* EXERCISE DESCRIPTION:
Resume the passage below on the M-STAR mechanical troubleshooting trainer, starting right after its final sentence.

* DOCUMENT PASSAGE:
Due largely to this invention, RSI has developed a reputation with employers of being a resource of entry- level technicians with a well-developed set of electrical troubleshooting skills. The school believes it is advancing since it recently developed a prototype machine invented to specifically address troubleshooting related to the mechanical side of an air conditioning system.
With the dual trainers, the school has launched the Binary STAR Troubleshooting System, which encompasses the E-STAR (electrical trainer) and the M-STAR (mechanical trainer).
MECHANICAL INVENTIONThe M-STAR was invented and built primarily by instructors Richard Kunst, Dave Lloyd, and Edwin Hergert. The process began in 2005. It surfaced after Lloyd’s former colleagues from his days as a technician commented that an RSI graduate could best troubleshoot electrical circuitry in HVACR equipment, but they were not better than anyone else at mechanical troubleshooting.
Lloyd and Kunst got the mechanical ball rolling. The two of them embarked on the project of producing a trainer that would allow an instructor to program multiple problems into a system on which students could practice troubleshooting skills. They wanted students to be able to fix one problem, and have the instructor able to immediately program another problem into the system. In this fashion, the student could experience multiple real-world problems in a short time frame. It was their thinking that skills would be developed not only through discussion but also through frequent repetition.
As the concept developed over a period of over two and a half years, the two would frequently engage Hergert to help work through a concept or particular engineering challenge to ensure the trainer would have the look and feel of a real unit in the field.
The prototype has been a success to date, allowing students to see system failures in real time. The machine will show students actual faults on a real air conditioning system, in real time. To date the unit will simulate a refrigerant restriction, overcharge condition, undercharge condition, thermostatic expansion valve (TXV) overfeed and underfeed, evaporator air flow restriction, high evaporator load, bad compressor valves, and reduced condenser airflow. The symptoms are in real time and the unit reacts much the way the average system will with one of the faults.

* GIVEN INFORMATION:
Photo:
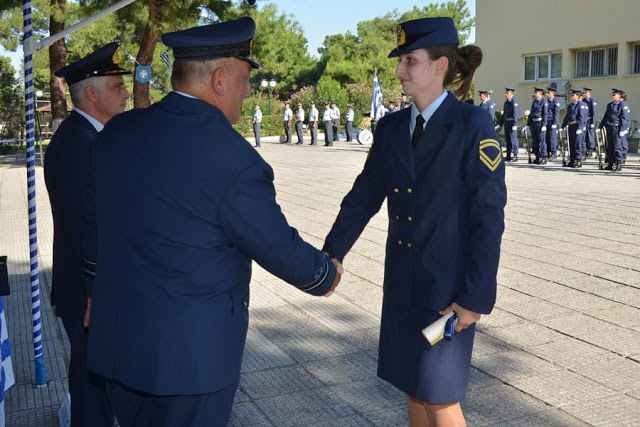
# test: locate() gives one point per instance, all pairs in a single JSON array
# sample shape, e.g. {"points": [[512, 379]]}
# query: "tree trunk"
{"points": [[148, 43], [57, 60]]}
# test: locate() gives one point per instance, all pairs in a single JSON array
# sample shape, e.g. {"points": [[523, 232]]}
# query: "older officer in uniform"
{"points": [[299, 123], [509, 119], [98, 93], [257, 125], [442, 252], [313, 123], [537, 122], [348, 125], [327, 119], [487, 103], [576, 120], [553, 116], [180, 213]]}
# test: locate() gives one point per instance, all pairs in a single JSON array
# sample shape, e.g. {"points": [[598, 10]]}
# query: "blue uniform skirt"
{"points": [[437, 374]]}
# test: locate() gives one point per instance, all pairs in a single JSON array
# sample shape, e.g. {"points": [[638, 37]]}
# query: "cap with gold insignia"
{"points": [[425, 32], [230, 39], [102, 62]]}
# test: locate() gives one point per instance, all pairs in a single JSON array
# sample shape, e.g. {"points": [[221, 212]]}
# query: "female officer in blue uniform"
{"points": [[439, 166]]}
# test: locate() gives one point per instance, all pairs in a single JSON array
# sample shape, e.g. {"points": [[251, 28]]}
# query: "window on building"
{"points": [[635, 59], [598, 62], [546, 66]]}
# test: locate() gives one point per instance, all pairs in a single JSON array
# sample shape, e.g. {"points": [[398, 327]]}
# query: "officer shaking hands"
{"points": [[180, 212]]}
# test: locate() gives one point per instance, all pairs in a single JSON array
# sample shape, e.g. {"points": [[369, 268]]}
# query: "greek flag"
{"points": [[6, 369], [377, 96], [165, 58]]}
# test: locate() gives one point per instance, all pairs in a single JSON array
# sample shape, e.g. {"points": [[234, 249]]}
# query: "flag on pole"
{"points": [[377, 96]]}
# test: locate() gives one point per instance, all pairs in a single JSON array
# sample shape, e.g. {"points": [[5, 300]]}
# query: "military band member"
{"points": [[348, 126], [575, 121], [509, 119], [537, 122], [487, 103], [442, 252], [553, 116], [327, 119], [177, 232], [313, 123], [299, 123], [288, 118], [590, 134], [98, 93], [257, 125]]}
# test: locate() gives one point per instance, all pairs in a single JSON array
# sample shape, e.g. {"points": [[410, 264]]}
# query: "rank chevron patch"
{"points": [[490, 153]]}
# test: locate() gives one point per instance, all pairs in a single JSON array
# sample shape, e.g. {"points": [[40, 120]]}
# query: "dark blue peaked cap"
{"points": [[230, 39], [102, 62], [425, 32]]}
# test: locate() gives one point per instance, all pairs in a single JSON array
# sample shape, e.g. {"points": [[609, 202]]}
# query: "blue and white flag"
{"points": [[6, 369], [377, 96]]}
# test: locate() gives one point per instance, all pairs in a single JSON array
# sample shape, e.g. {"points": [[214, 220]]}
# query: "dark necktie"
{"points": [[417, 132]]}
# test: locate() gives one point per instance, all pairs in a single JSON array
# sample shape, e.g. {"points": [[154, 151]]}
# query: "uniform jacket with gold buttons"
{"points": [[445, 204]]}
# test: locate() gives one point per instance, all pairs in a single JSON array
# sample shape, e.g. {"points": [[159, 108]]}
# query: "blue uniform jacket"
{"points": [[66, 168], [183, 204], [445, 204]]}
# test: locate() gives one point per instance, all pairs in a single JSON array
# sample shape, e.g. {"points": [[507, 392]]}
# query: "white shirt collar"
{"points": [[427, 112], [96, 124]]}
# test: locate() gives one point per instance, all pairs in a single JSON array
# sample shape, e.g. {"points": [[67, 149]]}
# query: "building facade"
{"points": [[562, 43]]}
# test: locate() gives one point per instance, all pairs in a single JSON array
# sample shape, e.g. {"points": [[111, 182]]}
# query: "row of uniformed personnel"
{"points": [[579, 122]]}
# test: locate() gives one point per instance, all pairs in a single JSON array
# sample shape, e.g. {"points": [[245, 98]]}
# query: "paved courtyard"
{"points": [[562, 347]]}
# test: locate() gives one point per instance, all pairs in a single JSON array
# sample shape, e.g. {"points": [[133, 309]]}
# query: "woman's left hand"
{"points": [[466, 318]]}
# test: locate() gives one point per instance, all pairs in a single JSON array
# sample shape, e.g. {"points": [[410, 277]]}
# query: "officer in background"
{"points": [[487, 103], [576, 121], [553, 116], [299, 123], [348, 125], [327, 119], [509, 119], [257, 124], [313, 123], [98, 93], [177, 231], [288, 117], [336, 121], [537, 122], [590, 134]]}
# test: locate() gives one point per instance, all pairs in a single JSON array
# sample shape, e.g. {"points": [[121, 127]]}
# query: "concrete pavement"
{"points": [[561, 348]]}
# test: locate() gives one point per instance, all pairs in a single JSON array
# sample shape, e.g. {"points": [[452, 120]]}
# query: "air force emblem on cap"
{"points": [[490, 153]]}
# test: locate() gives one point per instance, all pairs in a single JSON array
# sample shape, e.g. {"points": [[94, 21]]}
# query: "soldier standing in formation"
{"points": [[348, 125], [288, 117], [576, 120], [590, 134], [487, 103], [537, 122], [299, 123], [553, 116], [257, 124], [511, 110], [313, 123]]}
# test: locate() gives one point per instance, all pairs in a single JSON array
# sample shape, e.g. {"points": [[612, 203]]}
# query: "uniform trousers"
{"points": [[89, 403], [138, 409], [256, 132], [328, 133]]}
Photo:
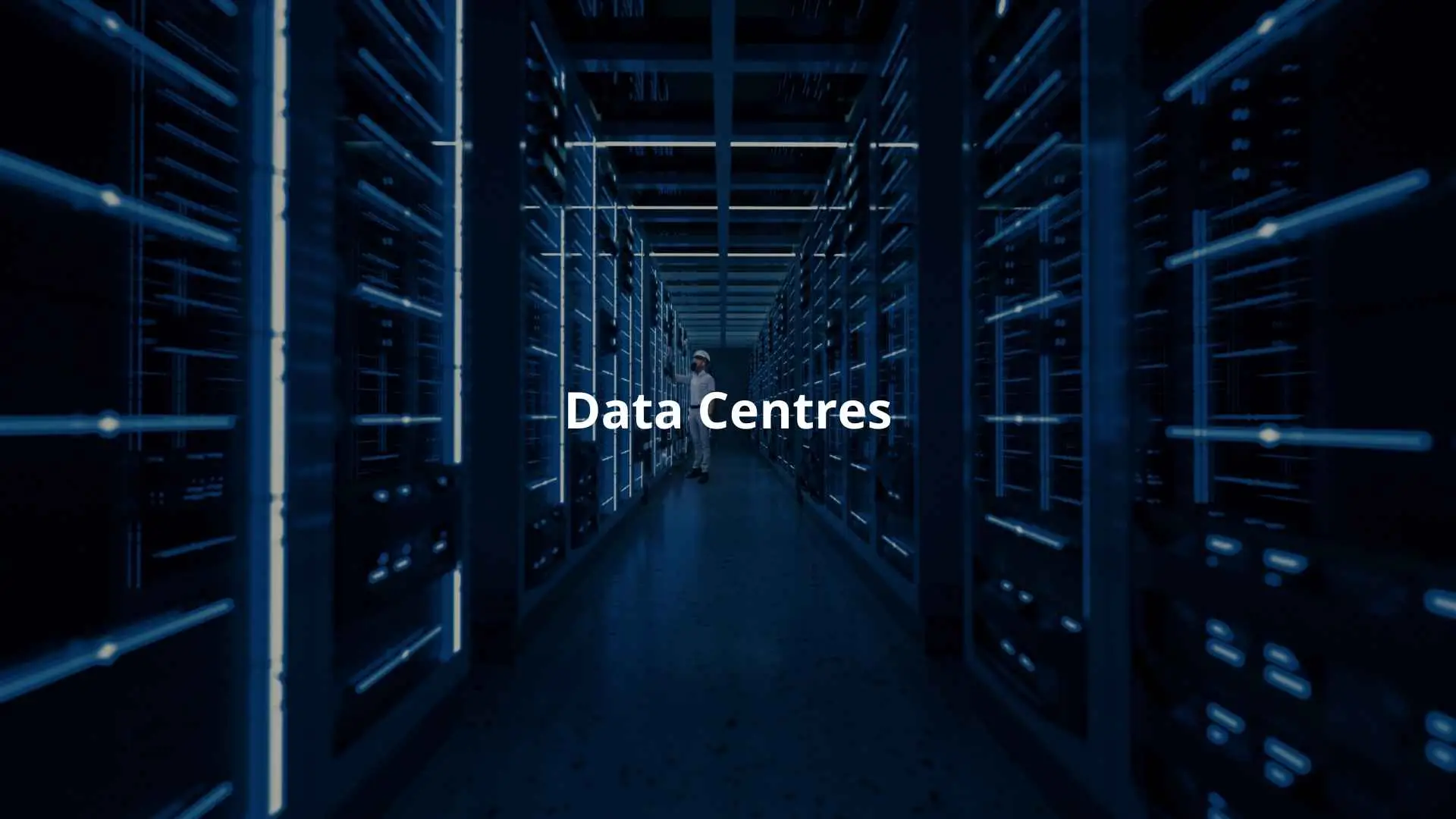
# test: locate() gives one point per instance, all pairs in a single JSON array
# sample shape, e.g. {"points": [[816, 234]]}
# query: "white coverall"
{"points": [[699, 385]]}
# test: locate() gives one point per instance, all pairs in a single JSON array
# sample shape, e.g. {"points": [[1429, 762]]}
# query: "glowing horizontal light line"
{"points": [[1272, 436], [1019, 420], [737, 143], [107, 199], [395, 659], [112, 27], [1027, 165], [715, 207], [1025, 306], [109, 425], [207, 802], [1316, 218], [1027, 531], [397, 420], [1024, 108], [1022, 57], [731, 254], [386, 299], [104, 651], [1273, 24]]}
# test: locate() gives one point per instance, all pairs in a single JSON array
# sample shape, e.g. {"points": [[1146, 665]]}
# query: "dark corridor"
{"points": [[721, 659]]}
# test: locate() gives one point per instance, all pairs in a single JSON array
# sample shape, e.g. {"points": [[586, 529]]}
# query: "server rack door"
{"points": [[130, 276], [1028, 569], [1296, 457], [397, 493], [546, 264], [896, 273]]}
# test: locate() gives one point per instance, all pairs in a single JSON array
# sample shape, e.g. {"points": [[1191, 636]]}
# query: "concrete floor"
{"points": [[723, 661]]}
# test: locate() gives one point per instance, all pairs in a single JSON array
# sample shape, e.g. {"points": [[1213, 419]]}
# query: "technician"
{"points": [[699, 385]]}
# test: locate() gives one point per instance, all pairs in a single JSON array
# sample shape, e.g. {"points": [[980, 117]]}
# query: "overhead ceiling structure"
{"points": [[723, 118]]}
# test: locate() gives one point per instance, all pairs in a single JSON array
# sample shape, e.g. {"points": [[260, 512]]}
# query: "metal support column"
{"points": [[494, 449], [1107, 349], [313, 281], [941, 442]]}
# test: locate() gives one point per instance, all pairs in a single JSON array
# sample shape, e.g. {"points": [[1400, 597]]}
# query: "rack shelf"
{"points": [[1282, 586]]}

* REPLY TO THE TASK:
“The intent was to give students a firsthand feel for a problem in the same manner as the E-STAR does,” said Kunst, who recently retired from RSI.
The trainer will be capable of showing additional faults, as it is being tweaked and polished further, said Kunst. “Future symptoms will include a high heat load, a low side restriction, and a ‘hunting’ TXV,” he said. “The system has the ability to run as a TXV system or capillary tube system, showing students that faults are not limited to only one type of system. As the trainer becomes an integral part of the school’s training, it will be coupled to a small building that will allow for environmental changes to affect the unit in the same manner in which a unit is affected when attached to a home.”
RSI expects that future renditions of the trainer will be introduced as a heat pump, split system, and other refrigeration equipment. RSI will begin using the M-STAR trainer in the classroom this summer.
RSI was founded in Phoenix in 1965 to meet the growing need for high-quality education and training of air conditioning and refrigeration technicians. RSI was started by family members, with backgrounds in refrigeration and air conditioning.